What the exercise asks: All of the entries below should be copied exactly as they appear.

(Extracted material)

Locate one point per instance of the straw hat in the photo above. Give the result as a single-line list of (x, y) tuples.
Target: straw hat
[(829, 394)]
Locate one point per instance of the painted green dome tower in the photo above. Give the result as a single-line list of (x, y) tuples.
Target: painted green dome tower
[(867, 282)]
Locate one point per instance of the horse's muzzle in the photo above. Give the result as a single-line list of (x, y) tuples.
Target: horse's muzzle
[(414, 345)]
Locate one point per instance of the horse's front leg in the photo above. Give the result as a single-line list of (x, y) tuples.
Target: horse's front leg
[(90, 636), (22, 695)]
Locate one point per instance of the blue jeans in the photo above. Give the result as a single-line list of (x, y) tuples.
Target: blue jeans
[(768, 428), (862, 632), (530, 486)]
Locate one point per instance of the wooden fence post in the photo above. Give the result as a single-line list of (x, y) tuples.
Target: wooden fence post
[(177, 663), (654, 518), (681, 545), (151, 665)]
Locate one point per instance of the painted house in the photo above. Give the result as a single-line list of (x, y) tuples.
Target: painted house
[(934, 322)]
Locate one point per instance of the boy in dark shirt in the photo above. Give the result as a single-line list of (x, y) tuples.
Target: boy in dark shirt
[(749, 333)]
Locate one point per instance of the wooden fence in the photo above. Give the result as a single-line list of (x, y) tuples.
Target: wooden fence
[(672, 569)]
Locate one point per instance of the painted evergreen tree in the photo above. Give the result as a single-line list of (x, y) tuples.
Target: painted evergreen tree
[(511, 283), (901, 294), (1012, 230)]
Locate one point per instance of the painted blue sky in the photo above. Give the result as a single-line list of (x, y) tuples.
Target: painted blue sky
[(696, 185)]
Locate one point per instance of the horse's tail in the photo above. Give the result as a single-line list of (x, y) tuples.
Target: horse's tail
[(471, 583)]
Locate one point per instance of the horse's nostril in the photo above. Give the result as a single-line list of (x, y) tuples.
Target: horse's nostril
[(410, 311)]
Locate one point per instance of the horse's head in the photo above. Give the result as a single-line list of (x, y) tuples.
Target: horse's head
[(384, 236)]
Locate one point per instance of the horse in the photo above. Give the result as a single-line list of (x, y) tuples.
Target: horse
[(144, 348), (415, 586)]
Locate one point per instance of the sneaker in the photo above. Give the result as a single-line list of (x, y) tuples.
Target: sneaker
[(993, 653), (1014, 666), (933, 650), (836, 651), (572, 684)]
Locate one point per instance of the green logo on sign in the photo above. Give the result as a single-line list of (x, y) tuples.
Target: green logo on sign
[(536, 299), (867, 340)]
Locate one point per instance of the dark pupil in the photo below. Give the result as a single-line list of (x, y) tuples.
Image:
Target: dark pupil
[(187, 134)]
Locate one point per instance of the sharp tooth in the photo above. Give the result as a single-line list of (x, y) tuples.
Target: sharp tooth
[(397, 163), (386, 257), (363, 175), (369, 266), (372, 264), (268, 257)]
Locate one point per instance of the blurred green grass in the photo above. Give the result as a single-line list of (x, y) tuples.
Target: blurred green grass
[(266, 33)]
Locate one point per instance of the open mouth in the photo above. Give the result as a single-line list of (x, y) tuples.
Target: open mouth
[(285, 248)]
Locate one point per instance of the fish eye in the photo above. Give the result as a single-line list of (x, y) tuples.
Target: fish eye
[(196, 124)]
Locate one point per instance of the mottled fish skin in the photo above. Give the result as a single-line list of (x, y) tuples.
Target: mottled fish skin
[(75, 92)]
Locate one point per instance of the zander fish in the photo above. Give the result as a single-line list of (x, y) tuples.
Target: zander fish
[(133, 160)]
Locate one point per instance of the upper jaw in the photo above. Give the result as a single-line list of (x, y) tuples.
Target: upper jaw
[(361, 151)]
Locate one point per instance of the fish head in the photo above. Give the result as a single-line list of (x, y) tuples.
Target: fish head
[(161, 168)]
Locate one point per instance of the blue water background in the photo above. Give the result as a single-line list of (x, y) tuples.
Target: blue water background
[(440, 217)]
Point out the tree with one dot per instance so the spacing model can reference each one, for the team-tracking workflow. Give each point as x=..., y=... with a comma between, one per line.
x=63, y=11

(End Extracted material)

Your solution:
Locate one point per instance of the straw hat in the photo above. Give the result as a single-line list of (x, y) tuples.
Target: straw hat
[(829, 394)]
Locate one point per instance of the painted green dome tower in the photo above. Give the result as a single-line list of (x, y) tuples.
Target: painted green dome tower
[(867, 282)]
Locate one point per instance of the horse's muzzle in the photo above. Give the result as a single-line list of (x, y) tuples.
Target: horse's muzzle
[(414, 345)]
Locate one point per instance of the horse's front leg in the photo above. Give the result as a single-line list of (x, y) tuples.
Target: horse's front leg
[(90, 636), (22, 695)]
Locate one point per instance of the blue jeans in the photo above. Give the result as a single-line list of (x, y) tuples.
Target: blue jeans
[(768, 428), (862, 632), (530, 486)]
Locate one point per instance of the wooden fence post in the photo above. Give the result as a single-line list of (x, y) tuples.
Target: wooden fence post
[(177, 663), (654, 518), (681, 545), (151, 665)]
Locate one point per instance of the painted house in the photo above. Give the result as a single-line list of (x, y) tuples.
Target: painted house
[(934, 322)]
Locate one point per instance of the boy in dark shirt in the photo above. Give the result as a single-line list of (x, y) tuples.
Target: boy in dark shirt
[(749, 333)]
Locate one point per instance of the wooden fence in the photo above. Give the result as a single-line list of (x, y) tuples.
Target: wooden fence
[(672, 569)]
Locate one point per instance of the painted evergreen tree in the photo above. Give the result as a single-line list of (x, y) tuples.
Target: painted evergreen tree
[(511, 283), (901, 294), (1012, 230)]
Locate one point per instance of the painted blue sky in the photo above. Give the result as a single-line list of (x, y) tuples.
Target: painted blue sky
[(696, 185)]
Locate one point per instance of the horse's tail in the photo above. Give the result as a single-line list of (x, y) tuples.
Target: horse's tail
[(471, 583)]
Locate one point per instance of the horse's nostril in the photo above. Give the result as a single-line list of (x, y) tuples.
Target: horse's nostril
[(410, 311)]
Locate one point per instance of the horse's head in the photo above. Give the result as a single-line list of (x, y) tuples.
Target: horse's head
[(384, 236)]
Locate one point per instance of the horse in the photo above. Give the result as a single-line list of (x, y) tuples.
Target: horse
[(144, 348), (415, 586)]
Locate one point per instance of the sneaker in the photo above. Give the result as a single-line list of (x, y) tuples.
Target: sneaker
[(993, 653), (1014, 666), (933, 650), (836, 651), (572, 684)]
Locate one point per instance of the green logo on sign in the photo above. Give the result as a single-line list of (x, y) tuples.
Target: green logo on sign
[(536, 299), (867, 340)]
Locate one point per instance of the dark pupil in the photo below. Give the result as a single-line list of (x, y) tuples.
Image:
Target: dark pupil
[(187, 134)]
Locate one point per instance of the sharp tooth in the photo above. Give the result as a single-line list of (x, y) tuples.
Target: sharp tooth
[(397, 163), (386, 257), (363, 175), (369, 266), (372, 264), (268, 257)]
Locate one point per instance of the blurred green grass in the photo above. Give the result as a single-line list of (x, y) tuples.
Target: blurred green grass
[(266, 33)]
Locate one point per instance of the open mouth in the photo above. Give the result as a single-line list of (x, y) tuples.
Target: open mouth
[(285, 248)]
Locate one point per instance of the fish eye in the photo above. Give the result as a single-line list of (x, y) tuples.
Target: fish eye
[(196, 124)]
Locate one point per instance of the mottled fish skin in the photo above. Give the result as a single-line list of (x, y) tuples.
Target: mottled fish skin
[(75, 92)]
Locate one point per instance of the zander fish in the photo above. Give the result as a single-line list of (x, y) tuples.
Target: zander fish
[(133, 160)]
Locate one point per instance of the upper jaw in the photo above. Give the result as a single-line list of (x, y) tuples.
Target: upper jaw
[(361, 151)]
Locate one point per instance of the fish head in the photo above. Give the result as a single-line list of (x, y) tuples.
Target: fish head
[(161, 168)]
Locate one point per instance of the blue water background in the photo above. Give the result as a single-line list of (x, y) tuples.
Target: blue water background
[(440, 217)]
Point out the tree with one dot per instance so the spacing model can reference each one, for the team-tracking workflow. Give each point as x=..., y=... with a comma between, one per line.
x=63, y=11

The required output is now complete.